> Required task
Rescale the lines below, starting at the line that has "Set-play tagging: locate each instance of the clear" and stopping after the last line, and write each of those lines out again. Multiply every point coordinate by 1.1 and round to whole numbers with halves going up, keep all other wording unchanged, and leave the pictures out.

> Material supplied
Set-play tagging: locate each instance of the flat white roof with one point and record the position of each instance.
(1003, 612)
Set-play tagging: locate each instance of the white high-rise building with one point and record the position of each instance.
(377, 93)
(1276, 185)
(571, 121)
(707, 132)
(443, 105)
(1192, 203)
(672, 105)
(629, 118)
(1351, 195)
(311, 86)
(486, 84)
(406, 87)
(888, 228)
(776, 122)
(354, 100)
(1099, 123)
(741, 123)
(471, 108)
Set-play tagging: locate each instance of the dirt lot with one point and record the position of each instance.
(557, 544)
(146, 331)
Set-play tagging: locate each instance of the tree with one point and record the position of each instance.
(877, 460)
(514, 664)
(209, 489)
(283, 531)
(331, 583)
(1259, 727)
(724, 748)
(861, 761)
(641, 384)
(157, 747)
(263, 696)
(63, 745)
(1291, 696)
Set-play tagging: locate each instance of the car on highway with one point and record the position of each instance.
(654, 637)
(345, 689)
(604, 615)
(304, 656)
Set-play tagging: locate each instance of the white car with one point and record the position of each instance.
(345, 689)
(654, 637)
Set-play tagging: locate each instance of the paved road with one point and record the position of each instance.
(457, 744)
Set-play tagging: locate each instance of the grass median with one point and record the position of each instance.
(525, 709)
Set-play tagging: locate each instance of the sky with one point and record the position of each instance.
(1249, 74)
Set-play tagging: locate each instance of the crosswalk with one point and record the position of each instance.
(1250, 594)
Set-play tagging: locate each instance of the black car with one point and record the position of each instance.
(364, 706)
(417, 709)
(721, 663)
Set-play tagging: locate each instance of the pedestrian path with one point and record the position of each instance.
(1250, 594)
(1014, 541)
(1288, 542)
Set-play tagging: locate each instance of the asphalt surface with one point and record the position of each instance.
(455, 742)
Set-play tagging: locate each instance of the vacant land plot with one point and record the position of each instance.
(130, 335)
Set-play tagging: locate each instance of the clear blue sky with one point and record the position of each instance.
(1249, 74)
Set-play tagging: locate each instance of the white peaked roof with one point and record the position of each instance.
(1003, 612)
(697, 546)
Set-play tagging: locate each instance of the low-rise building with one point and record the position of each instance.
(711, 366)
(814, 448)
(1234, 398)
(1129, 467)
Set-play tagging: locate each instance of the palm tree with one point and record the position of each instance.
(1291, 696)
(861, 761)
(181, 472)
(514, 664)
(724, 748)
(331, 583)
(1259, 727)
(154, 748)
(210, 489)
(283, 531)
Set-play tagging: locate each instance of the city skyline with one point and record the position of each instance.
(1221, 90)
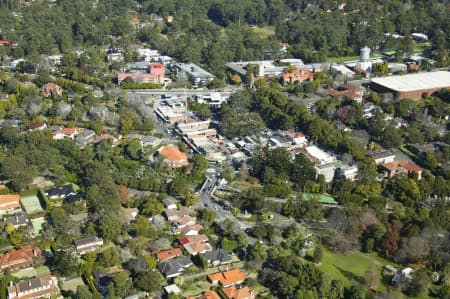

> Expected answer
Set-play tagging: locate each instance of the clear blue sky with one point and record the position of each instance.
(1374, 81)
Set-play tagging: locate each instance of the white peaked roof with one point and record the position of each instance.
(1103, 673)
(767, 601)
Set-play tagging: locate each instance of the low-rise building with one point and record the position of each instance.
(782, 403)
(895, 493)
(1357, 438)
(1242, 514)
Set-play tagging: locate each instance of the palm tree with one point and record the position of each instance.
(1420, 766)
(947, 837)
(199, 519)
(565, 730)
(796, 823)
(364, 641)
(1385, 800)
(169, 823)
(231, 538)
(311, 584)
Set-play tagging: locate each instance of the city skyline with one point and record the position of each instance.
(1343, 99)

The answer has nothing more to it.